**Your task:**
Images in the records should be skipped while the rest is transcribed verbatim.

**Provided entries:**
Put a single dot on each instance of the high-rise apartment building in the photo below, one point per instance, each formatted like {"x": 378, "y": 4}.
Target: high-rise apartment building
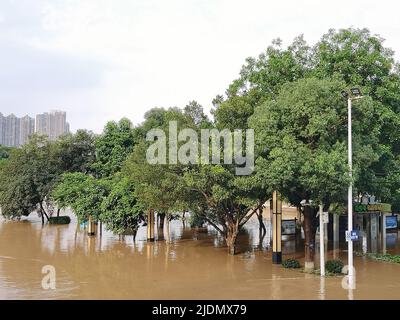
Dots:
{"x": 15, "y": 131}
{"x": 12, "y": 131}
{"x": 26, "y": 128}
{"x": 53, "y": 124}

**Exercise answer:**
Put a single dot on each instance of the high-rise apartment building in the photo below, one point per instance, each formatted like {"x": 378, "y": 4}.
Target: high-rise apartment building
Dots:
{"x": 15, "y": 131}
{"x": 12, "y": 131}
{"x": 26, "y": 128}
{"x": 53, "y": 124}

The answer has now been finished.